TASK OBJECTIVE:
Write the next part of the text about the rap group Da Youngsta's, starting after its last sentence.

Da Youngsta's is an American rap group from Philadelphia, Pennsylvania, United States, that consisted of brothers Taji "Taj Mahal" Goodman (born February 23, 1977) and Qu'ran "Q-Ball" Goodman (March 24, 1978), and their cousin Tarik "Reek Geez" Dawson (February 22, 1976).

The group released four albums in four years, experiencing its greatest success with 1993's The Aftermath.

The group started in 1991 by Q-Ball's dad when Q-Ball was asked to rap a verse for "Somethin' 4 Da Youth" By "M.G." His dad liked his flow, so he called Taji to rap the second verse and they called their cousin "Tarik" and they formed the group in 1991. Their first album Somethin 4 Da Youngsta's, failed to make the charts, but their  second single "Pass Da Mic" made it to number 10.

(Annotation dataset entries)
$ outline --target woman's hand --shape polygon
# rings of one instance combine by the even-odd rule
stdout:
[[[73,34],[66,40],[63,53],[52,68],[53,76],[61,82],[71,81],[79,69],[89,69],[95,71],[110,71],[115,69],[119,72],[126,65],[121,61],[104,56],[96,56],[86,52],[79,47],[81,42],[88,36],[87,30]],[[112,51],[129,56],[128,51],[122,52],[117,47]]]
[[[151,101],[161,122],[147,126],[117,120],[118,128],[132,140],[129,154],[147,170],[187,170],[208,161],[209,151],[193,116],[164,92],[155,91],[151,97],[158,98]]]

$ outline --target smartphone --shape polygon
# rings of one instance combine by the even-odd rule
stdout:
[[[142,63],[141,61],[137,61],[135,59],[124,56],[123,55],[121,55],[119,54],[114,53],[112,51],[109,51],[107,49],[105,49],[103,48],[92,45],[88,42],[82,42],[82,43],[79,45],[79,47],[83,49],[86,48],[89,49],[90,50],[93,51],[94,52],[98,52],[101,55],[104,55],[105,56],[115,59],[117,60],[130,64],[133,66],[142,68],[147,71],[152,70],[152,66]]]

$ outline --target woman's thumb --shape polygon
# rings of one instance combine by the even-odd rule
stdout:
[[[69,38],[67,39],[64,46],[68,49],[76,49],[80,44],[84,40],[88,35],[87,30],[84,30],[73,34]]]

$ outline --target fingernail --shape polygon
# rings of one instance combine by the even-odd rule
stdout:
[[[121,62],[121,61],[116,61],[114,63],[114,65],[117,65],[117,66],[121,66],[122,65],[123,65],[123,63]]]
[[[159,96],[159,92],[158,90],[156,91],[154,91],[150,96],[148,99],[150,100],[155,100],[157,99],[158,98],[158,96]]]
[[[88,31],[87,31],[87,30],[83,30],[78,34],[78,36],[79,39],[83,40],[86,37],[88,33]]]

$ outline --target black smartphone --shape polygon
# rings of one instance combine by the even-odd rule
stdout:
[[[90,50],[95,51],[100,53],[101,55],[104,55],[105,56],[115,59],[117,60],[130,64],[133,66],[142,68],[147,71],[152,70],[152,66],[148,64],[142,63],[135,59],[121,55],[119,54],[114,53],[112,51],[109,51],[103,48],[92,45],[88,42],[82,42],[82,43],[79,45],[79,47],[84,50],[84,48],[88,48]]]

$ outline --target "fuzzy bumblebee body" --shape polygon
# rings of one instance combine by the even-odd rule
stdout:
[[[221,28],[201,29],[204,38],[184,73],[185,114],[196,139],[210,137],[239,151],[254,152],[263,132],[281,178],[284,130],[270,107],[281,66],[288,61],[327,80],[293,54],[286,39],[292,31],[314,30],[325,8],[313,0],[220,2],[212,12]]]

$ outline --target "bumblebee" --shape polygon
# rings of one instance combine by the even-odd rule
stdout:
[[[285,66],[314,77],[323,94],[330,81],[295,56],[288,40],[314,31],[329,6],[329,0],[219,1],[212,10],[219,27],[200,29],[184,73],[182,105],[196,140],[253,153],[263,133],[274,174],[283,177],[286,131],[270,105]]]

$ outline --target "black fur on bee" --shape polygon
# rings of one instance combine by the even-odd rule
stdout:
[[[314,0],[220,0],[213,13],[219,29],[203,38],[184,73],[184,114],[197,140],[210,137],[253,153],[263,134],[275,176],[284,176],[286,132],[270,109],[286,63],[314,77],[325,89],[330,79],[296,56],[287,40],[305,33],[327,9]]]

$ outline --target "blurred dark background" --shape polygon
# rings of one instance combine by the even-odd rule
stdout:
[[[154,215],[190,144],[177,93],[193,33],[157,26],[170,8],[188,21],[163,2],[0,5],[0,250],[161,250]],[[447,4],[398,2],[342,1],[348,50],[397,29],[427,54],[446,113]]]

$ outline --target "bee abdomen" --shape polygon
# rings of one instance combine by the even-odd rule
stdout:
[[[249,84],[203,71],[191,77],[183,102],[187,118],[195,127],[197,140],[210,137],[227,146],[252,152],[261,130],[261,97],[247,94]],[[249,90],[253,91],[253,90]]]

IN RESPONSE:
In 1993 their second album, The Aftermath, made it to number 25 On Rap / R&B Charts with 3 singles, "Crewz Pop", "Iz U Wit Me" and "Wild Child". "Crewz Pop" Made To Number 3 On The Hot Rap Singles And "Iz U Wit Me" Made It Number 9, In 1994

The group dropped their 3rd Album No Mercy in 1994, The album made it to Number 45.  It had 2 singles, "Hip Hop Ride" and "Mad Props". "Hip Hop Ride" peaked at Number 21, and Mad Props made it to number 19.

In 1995 they dropped their last album I'll Make U Famous. This was the group's first album after being dropped by the record label, but the album failed to make it to the charts.  The album spawned 2 singles,  "I'll Make U Famous" And "Verbal Glock". "I'll Make U Famous" made it to Number 25.  
The group was to make another album, "Icons", but they split up in 1998.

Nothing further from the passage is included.